» EXERCISE DESCRIPTION: What lines in the material hold the string "bucket"? Return every one of them.

» RECORDS SUPPLIED:
________

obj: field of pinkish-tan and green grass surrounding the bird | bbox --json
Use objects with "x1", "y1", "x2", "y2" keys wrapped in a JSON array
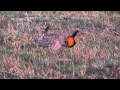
[{"x1": 0, "y1": 11, "x2": 120, "y2": 79}]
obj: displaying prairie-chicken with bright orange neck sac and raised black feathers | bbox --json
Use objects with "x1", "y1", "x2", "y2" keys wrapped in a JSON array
[{"x1": 39, "y1": 27, "x2": 78, "y2": 52}]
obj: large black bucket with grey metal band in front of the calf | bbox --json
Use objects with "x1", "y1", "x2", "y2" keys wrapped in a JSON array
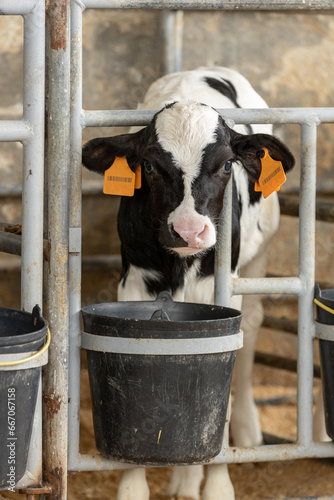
[{"x1": 82, "y1": 292, "x2": 242, "y2": 465}]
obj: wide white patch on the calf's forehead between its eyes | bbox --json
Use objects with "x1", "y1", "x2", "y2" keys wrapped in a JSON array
[{"x1": 156, "y1": 100, "x2": 219, "y2": 180}]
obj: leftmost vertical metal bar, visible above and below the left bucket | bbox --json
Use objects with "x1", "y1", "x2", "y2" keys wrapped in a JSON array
[{"x1": 12, "y1": 0, "x2": 45, "y2": 486}]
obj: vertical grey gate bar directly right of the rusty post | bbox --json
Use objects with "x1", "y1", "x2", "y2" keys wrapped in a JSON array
[{"x1": 68, "y1": 2, "x2": 82, "y2": 469}]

________

» COMPLETED EXERCISE:
obj: large black bucket with grey metal band in front of the calf | bbox --json
obj: leftmost vertical metal bar, visible above and below the left bucket | bbox --json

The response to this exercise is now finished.